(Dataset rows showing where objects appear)
+ + +

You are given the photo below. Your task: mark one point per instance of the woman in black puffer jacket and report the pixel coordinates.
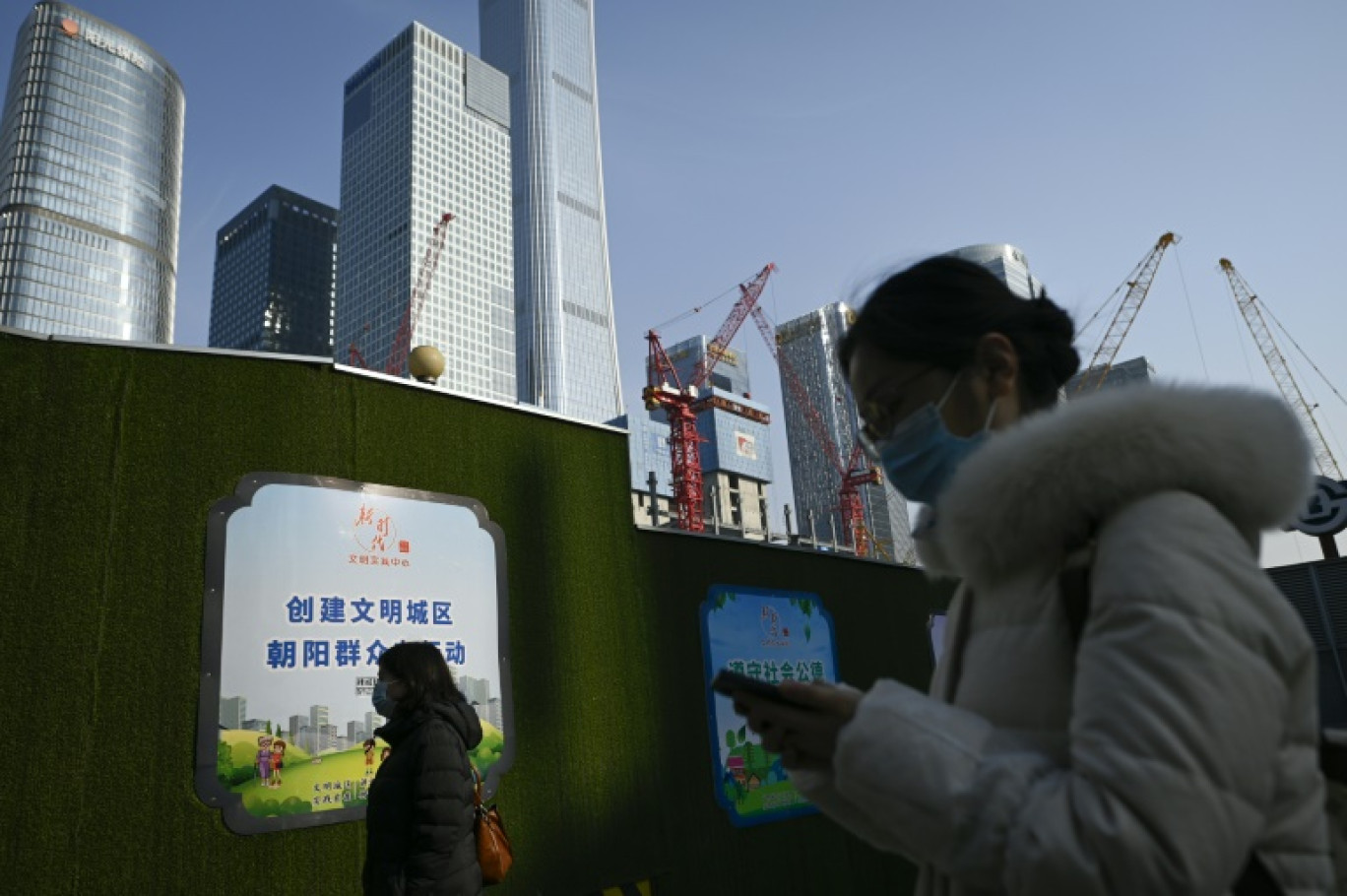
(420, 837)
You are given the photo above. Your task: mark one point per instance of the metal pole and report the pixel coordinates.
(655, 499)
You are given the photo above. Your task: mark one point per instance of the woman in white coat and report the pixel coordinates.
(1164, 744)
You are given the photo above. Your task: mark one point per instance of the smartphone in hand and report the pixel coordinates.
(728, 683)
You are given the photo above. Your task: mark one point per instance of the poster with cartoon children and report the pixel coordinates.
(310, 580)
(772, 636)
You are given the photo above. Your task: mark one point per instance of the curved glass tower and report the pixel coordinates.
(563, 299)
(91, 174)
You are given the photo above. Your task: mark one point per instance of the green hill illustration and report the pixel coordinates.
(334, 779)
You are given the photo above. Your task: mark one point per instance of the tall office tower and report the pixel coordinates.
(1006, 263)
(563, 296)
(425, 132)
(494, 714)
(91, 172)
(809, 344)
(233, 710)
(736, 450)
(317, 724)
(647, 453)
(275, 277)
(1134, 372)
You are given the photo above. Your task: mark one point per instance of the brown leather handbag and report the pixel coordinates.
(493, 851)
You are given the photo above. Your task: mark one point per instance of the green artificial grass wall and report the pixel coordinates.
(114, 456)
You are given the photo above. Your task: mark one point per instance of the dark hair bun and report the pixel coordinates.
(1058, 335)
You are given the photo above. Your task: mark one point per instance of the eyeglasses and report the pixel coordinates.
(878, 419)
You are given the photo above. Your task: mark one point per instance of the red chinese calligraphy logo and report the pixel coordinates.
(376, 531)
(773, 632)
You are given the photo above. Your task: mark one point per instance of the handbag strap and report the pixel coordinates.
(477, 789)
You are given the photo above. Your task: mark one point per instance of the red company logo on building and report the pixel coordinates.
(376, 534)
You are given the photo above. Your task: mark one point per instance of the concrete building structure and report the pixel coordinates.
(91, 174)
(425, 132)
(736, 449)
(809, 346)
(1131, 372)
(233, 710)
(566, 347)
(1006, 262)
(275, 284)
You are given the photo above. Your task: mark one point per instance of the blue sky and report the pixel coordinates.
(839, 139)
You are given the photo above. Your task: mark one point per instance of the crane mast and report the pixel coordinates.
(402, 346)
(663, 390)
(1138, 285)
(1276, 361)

+ + +

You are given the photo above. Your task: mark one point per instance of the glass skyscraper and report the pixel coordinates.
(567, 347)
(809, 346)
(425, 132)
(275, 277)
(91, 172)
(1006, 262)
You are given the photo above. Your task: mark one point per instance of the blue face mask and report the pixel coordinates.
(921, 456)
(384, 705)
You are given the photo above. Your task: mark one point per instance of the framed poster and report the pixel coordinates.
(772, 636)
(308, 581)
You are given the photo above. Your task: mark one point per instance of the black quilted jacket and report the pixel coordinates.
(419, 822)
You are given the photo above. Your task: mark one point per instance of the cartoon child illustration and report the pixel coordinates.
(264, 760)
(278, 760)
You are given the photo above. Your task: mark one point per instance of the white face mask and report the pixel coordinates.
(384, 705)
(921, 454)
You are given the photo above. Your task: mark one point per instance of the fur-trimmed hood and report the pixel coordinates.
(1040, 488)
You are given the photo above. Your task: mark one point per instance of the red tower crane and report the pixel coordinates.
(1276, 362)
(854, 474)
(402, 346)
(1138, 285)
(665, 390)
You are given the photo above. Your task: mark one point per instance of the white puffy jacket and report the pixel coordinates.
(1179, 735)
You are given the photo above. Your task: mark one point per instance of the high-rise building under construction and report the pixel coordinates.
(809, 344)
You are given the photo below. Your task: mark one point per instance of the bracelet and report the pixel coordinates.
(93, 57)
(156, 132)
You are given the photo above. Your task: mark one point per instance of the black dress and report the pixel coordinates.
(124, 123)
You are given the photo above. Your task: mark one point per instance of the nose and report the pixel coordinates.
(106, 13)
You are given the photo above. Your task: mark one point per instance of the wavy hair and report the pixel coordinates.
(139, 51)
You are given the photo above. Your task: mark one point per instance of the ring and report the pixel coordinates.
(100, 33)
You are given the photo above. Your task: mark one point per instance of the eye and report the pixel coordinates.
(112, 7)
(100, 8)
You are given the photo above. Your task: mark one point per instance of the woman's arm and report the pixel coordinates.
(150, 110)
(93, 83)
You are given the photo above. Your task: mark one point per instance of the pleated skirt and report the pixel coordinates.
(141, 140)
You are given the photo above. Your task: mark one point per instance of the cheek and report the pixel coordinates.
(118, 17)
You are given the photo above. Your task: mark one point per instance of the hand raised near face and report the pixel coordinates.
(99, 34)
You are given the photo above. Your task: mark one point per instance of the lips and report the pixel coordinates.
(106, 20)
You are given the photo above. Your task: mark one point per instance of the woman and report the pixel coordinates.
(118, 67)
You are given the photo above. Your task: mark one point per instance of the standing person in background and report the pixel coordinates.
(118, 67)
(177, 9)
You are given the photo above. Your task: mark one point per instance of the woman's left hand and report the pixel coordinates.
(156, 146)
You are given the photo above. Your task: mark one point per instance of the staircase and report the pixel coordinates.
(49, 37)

+ + +

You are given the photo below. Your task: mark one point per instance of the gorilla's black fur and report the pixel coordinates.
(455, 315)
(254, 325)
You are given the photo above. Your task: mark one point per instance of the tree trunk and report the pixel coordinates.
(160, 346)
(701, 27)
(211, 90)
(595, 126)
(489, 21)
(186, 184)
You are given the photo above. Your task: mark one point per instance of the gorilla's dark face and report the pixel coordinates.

+ + +

### WRITTEN INSTRUCTION
Tally the lines of the rows that contain the word "white" and give only the number.

### REPLY TO THE TASK
3